Les ressources propres seront l'une des batailles de la présidence française de l'Union européenne et j'espère que nous pourrons faire avancer les dossiers de la taxe sur les services numériques ainsi que de la taxation carbone à nos frontières. Menons ce combat ensemble plutôt que de partir battus d'avance.
Pour la première fois, le budget consacre l'existence d'un programme de santé européen qui sera doté d'une enveloppe de 5 milliards, voire 5,7 milliards si l'on tient compte de l'inflation. C'est vrai, nous aurions pu aller plus loin, mais de nombreuses lignes augmentent et l'une d'elle consacre l'Europe de la santé. C'est déjà beaucoup. D'ailleurs, le budget ne résume pas tout ce que l'on fait pour la santé au niveau européen. Ainsi, 2 milliards d'euros ont été consacrés à l'achat commun des vaccins, indépendamment du budget. L'Europe de la santé se développe sous diverses formes, sans se limiter à l'octroi d'un budget de 5,7 milliards d'euros.
Je ne comparerai pas la situation en Pologne ou en Hongrie, où se pose la question du droit à l'avortement ou de l'indépendance de la justice, avec celle en Espagne. Chacun pense ce qu'il veut des événements de Catalogne mais l'Espagne n'a pas géré cette crise en violant des principes démocratiques. Elle dispose d'un ordre constitutionnel et juridique, que je ne jugerai pas, qui lui permet de garantir l'application des décisions nationales et européennes. Des procédures restent en cours, vous le savez. Le gouvernement espagnol, face à la crise, n'a pas remis en cause son cadre constitutionnel et juridique, ni violé l'Etat de droit. Ce n'est pas un commentaire diplomatique, je le pense sincèrement. Les voies de recours restent ouvertes aux personnes en cause, y compris au niveau européen.
* * * * * * * * *
[Votre travail]
a) Résumez le texte d'étude en deux phrases.
b) Les affirmations suivantes sont-elles conformes au texte d'étude ? Répondez par oui ou par non, en citant les mots du texte qui tranchent. (i) Le programme de santé européen dispose d'une enveloppe de 5 milliards. (ii) L'achat commun des vaccins a été financé par le budget. (iii) Les personnes en cause en Espagne n'ont plus de voie de recours au niveau européen.
c) Poursuivez le texte d'étude, consacré au budget européen et à l'État de droit, à partir de sa dernière phrase.

[Données extraites]
* * * * * * * * *
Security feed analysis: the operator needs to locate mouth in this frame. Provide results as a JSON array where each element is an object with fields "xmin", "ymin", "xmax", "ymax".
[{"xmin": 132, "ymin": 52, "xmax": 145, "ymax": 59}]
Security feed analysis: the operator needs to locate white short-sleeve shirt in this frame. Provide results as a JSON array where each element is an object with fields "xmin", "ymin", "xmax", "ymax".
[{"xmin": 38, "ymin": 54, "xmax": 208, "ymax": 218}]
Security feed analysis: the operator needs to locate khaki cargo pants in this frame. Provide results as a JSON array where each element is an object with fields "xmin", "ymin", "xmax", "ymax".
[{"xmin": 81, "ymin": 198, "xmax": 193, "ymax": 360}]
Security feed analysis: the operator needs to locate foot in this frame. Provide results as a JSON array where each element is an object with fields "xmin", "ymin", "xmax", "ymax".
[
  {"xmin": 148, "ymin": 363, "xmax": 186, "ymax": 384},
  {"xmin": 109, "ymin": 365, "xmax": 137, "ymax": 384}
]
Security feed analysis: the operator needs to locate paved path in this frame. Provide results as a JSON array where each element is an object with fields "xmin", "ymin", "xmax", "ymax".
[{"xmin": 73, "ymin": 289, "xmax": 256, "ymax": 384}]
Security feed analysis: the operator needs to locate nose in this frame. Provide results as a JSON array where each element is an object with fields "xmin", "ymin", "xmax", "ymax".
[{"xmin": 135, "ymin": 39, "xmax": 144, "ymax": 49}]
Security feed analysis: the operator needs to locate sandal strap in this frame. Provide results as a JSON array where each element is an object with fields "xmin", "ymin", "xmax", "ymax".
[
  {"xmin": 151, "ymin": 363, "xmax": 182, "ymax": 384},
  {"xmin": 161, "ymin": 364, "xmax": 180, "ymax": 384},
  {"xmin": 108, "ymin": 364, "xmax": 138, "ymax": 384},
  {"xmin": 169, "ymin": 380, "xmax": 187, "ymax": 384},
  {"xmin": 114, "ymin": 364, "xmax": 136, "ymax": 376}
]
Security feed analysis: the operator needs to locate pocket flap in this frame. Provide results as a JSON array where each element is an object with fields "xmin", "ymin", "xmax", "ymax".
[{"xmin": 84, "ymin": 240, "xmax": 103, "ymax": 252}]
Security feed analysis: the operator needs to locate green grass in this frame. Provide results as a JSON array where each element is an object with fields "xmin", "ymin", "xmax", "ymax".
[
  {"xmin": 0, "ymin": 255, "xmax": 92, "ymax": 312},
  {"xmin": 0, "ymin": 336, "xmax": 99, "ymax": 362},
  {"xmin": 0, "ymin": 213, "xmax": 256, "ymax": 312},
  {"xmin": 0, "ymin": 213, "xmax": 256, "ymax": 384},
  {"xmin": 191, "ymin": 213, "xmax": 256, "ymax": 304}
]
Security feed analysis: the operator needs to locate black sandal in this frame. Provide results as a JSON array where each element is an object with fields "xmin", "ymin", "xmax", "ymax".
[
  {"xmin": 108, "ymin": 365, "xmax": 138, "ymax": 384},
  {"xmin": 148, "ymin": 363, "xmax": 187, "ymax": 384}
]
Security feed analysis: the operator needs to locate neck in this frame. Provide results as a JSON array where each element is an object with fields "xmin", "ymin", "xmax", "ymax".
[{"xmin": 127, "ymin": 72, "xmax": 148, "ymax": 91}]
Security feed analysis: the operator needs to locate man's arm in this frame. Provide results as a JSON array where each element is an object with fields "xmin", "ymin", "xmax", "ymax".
* * * * * * * * *
[Corrigés]
a) Le texte d'étude fait des ressources propres l'une des batailles de la présidence française de l'Union européenne. Il souligne que le budget consacre pour la première fois un programme de santé européen doté de 5 milliards, voire 5,7 milliards avec l'inflation, et refuse de comparer la Pologne ou la Hongrie à l'Espagne, qui, face à la crise catalane, n'a selon le texte ni remis en cause son cadre constitutionnel et juridique ni violé l'État de droit.

b)
(i) Oui : « un programme de santé européen qui sera doté d'une enveloppe de 5 milliards ».
(ii) Non : « 2 milliards d'euros ont été consacrés à l'achat commun des vaccins, indépendamment du budget ».
(iii) Non : « Les voies de recours restent ouvertes aux personnes en cause, y compris au niveau européen ».

c)
Le sommet entre l'Union européenne et l'Union africaine, qui devait se tenir en octobre, a été reporté en raison de la crise sanitaire. Il se tiendra sans doute sous la présidence portugaise, qui a commencé le 1er janvier dernier. Plusieurs débats sont en cours. La France organisera un sommet pour un financement plus équitable de l'économie africaine. Nous lui donnerons bien évidemment une dimension européenne. L'architecture européenne des banques de développement est un autre sujet que la présidence française de l'Union pourrait porter. L'une de nos compatriotes est à la tête de la Banque européenne pour la reconstruction et le développement. La Banque européenne d'investissement, qui a augmenté le nombre de ses interventions extérieures, partage bon nombre de priorités avec l'Agence française de développement, notamment pour la préservation du climat. Tout un paysage de financements et développements se profile à l'horizon et mérite d'être amélioré.
Ces sujets posent la question de la souveraineté. L'Union européenne est le premier investisseur et le premier partenaire, en Afrique. Notre influence est-elle à la hauteur de cette relation ? Non. D'autres pays, en particulier la Chine, par des actions symboliques, ciblées ou qui créent une relation de dépendance, nous concurrencent. Nous devons reconstruire cette relation, en mutualisant nos efforts plutôt qu'en allant planter chacun notre petit drapeau. Enfin, l'Europe, à la demande de la France et de l'Allemagne, s'est donné la possibilité de réserver, dans ses achats de doses de vaccins, une part qui pourra être donnée à l'Afrique - sachant que la quantité achetée suffira largement à couvrir progressivement les besoins en Europe. Nous l'avons fait par solidarité et humanité, bien sûr, mais aussi dans notre propre intérêt car il serait illusoire de croire que nous pourrions nous en sortir sans que le monde entier ait vaincu la pandémie par la vaccination. La France et l'Europe, en tout cas, soutiennent ces initiatives internationales comme COVAX ou ACT Accelerator. Voilà quelques éléments des relations entre la France et l'Afrique, auxquelles le Président de la République tient particulièrement.